TRY IT →
Copy out each line of the data below in which "black" appears.

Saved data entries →
Start of Block

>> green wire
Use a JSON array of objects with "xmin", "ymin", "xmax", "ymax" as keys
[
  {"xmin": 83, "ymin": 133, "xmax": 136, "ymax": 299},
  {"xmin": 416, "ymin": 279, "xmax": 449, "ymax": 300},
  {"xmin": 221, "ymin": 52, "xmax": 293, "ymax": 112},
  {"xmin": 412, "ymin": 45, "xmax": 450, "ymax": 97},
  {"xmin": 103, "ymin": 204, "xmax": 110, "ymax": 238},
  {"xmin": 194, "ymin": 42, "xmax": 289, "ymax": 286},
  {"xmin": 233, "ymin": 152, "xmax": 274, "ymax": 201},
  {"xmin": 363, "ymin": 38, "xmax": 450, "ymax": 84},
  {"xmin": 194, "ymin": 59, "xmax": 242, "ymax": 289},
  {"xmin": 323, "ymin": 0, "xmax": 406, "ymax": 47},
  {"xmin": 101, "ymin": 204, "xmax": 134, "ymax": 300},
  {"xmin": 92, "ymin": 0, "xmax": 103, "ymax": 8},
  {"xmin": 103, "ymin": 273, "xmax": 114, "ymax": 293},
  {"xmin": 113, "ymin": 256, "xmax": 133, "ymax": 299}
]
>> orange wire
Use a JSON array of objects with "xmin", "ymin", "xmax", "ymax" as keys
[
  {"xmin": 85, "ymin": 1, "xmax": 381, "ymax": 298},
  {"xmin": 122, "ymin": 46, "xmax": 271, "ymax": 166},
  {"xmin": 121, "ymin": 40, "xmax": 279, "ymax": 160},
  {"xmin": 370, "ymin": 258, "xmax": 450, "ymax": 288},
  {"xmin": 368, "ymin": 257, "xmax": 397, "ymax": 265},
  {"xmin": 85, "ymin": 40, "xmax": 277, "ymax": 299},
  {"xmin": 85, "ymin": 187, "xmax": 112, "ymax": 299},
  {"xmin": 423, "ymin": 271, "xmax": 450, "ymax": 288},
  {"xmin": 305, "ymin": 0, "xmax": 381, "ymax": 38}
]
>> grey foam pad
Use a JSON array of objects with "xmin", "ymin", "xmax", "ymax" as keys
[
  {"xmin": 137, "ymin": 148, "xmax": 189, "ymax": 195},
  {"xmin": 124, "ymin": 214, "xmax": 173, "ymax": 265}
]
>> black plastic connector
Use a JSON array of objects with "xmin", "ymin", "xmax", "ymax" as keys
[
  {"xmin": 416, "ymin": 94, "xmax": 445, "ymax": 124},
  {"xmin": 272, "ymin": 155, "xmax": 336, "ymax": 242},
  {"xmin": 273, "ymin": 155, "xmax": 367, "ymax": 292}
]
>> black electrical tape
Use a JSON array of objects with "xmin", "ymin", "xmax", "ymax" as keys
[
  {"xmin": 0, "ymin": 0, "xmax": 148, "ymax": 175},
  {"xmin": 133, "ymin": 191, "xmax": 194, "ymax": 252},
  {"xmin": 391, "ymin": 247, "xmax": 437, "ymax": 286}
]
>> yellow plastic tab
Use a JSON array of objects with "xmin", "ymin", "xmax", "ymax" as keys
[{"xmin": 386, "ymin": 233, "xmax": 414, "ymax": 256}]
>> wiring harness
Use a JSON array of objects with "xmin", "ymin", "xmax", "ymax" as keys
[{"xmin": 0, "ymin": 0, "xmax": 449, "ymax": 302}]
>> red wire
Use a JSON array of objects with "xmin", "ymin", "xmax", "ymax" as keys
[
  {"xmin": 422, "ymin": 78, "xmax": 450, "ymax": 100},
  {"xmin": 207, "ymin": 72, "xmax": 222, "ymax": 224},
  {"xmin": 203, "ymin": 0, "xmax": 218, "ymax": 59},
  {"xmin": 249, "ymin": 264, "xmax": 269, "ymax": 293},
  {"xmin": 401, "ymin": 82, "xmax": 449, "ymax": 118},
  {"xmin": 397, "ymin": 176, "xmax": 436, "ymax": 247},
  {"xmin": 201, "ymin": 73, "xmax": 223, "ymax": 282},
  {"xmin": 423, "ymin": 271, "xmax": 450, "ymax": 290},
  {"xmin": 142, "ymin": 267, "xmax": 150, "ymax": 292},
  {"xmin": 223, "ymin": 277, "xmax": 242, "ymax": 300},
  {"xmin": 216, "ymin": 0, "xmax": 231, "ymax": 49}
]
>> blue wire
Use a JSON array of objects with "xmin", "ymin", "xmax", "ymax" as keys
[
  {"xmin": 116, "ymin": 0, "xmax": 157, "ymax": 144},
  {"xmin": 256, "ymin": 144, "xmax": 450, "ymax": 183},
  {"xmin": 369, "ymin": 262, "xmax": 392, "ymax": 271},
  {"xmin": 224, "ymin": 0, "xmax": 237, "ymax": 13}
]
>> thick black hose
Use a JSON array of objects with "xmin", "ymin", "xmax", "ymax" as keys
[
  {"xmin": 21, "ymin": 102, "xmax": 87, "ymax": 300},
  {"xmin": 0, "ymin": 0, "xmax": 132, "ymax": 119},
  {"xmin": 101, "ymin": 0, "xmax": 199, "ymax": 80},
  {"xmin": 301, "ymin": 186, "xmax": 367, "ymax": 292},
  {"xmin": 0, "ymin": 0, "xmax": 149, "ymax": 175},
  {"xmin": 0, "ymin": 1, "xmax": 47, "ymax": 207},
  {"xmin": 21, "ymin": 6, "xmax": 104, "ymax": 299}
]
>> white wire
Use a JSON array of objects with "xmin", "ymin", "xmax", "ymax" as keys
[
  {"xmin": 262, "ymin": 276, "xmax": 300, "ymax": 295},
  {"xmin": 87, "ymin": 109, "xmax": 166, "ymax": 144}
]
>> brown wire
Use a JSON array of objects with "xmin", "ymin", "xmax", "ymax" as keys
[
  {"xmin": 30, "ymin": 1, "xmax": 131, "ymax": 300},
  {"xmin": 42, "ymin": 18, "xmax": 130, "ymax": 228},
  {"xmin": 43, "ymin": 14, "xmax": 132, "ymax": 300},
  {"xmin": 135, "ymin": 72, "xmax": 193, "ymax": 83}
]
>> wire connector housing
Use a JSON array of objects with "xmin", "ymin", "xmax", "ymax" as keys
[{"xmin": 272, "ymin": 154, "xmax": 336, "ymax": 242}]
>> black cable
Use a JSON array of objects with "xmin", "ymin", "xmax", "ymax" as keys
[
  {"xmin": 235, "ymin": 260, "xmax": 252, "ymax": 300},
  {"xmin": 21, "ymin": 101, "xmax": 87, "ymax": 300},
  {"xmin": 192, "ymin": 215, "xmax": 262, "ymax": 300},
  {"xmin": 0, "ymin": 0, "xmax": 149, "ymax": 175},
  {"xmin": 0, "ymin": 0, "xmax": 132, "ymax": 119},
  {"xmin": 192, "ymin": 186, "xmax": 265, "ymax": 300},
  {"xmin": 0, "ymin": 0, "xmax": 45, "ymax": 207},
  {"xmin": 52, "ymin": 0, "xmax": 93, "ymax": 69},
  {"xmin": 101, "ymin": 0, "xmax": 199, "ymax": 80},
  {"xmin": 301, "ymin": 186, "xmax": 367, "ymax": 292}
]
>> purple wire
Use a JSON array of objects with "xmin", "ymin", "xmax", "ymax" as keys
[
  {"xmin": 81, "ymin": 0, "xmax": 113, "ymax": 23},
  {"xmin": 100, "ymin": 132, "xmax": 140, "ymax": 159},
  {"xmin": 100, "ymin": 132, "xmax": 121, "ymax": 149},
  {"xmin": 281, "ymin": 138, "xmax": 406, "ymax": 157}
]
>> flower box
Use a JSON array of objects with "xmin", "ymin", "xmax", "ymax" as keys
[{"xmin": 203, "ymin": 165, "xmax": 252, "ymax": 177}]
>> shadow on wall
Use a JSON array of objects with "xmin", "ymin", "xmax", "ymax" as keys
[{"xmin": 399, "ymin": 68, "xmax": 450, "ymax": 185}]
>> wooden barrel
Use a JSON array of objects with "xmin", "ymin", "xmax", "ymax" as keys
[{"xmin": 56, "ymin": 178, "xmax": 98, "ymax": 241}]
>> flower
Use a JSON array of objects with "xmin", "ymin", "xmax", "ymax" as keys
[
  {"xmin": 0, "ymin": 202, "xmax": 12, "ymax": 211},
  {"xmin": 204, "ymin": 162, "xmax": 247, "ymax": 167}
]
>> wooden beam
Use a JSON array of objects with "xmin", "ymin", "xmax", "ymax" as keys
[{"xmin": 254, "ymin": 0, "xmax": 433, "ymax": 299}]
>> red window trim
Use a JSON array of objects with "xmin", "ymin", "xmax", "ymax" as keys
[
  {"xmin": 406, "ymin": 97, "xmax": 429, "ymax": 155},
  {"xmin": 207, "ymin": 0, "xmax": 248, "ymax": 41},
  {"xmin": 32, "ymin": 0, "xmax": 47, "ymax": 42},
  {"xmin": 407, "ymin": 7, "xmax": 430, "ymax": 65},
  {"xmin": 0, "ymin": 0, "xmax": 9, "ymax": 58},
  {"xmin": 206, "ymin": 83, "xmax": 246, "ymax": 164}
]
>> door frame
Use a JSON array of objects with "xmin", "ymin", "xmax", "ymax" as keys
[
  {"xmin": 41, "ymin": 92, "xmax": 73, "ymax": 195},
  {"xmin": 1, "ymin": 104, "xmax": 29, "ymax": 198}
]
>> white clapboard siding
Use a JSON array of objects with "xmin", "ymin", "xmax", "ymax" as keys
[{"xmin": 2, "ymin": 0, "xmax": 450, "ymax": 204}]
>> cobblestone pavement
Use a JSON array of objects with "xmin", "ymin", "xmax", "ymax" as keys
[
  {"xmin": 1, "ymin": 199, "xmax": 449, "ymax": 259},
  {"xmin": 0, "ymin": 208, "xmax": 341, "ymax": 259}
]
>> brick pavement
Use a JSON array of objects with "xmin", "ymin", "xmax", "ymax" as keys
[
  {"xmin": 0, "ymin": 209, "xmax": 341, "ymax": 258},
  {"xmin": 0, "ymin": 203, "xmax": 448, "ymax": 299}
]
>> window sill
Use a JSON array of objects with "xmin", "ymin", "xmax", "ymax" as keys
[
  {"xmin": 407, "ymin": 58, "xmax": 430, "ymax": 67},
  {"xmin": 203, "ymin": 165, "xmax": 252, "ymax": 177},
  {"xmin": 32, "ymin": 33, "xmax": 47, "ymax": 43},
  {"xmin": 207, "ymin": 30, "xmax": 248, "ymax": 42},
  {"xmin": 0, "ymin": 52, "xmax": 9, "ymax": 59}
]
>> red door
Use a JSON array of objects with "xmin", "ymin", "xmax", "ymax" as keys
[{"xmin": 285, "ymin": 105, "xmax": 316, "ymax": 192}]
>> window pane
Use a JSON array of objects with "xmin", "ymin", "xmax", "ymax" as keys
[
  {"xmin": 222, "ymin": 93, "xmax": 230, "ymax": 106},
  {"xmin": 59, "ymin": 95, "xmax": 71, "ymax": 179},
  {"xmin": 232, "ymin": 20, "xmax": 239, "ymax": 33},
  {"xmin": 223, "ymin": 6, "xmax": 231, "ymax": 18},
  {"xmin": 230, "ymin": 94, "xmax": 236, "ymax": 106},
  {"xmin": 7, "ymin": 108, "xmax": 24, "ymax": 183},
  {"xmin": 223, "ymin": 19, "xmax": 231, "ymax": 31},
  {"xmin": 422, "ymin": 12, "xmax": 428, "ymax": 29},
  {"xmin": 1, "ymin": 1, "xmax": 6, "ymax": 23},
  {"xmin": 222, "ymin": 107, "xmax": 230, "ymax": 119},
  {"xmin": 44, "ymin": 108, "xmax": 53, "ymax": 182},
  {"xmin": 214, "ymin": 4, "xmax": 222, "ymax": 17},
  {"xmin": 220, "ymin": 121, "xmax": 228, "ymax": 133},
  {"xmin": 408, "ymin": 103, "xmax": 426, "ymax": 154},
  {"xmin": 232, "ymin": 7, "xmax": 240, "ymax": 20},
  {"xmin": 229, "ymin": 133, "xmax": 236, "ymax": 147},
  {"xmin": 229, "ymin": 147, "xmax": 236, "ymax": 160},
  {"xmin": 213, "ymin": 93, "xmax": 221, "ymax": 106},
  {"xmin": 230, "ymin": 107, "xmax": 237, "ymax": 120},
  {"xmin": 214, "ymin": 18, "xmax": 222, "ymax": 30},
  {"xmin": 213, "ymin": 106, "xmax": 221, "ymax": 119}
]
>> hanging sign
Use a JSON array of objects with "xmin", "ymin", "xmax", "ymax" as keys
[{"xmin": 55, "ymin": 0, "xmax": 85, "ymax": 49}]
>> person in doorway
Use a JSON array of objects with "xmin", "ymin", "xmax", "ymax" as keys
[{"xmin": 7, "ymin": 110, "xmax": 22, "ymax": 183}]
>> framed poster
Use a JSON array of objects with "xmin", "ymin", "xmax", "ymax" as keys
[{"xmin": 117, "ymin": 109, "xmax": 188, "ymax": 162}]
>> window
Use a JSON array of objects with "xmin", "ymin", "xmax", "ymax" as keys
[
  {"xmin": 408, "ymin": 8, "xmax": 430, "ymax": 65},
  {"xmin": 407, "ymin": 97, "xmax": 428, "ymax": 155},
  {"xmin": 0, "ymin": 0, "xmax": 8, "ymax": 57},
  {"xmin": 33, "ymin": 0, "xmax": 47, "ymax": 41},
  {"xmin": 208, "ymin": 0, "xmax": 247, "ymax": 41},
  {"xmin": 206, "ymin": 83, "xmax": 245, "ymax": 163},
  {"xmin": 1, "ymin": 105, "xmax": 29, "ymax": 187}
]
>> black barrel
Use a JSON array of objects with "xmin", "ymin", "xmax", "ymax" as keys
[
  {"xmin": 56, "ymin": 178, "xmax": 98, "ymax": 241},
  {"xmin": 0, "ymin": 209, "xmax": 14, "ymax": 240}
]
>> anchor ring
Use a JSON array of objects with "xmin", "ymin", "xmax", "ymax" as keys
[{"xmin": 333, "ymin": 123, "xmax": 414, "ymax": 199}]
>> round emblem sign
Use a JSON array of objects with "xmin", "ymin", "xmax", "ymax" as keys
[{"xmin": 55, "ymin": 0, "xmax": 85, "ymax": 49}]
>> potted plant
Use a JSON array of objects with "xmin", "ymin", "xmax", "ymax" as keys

End of Block

REPLY TO THE EXERCISE →
>> black plastic connector
>> black electrical tape
>> thick black hose
>> black cable
>> black barrel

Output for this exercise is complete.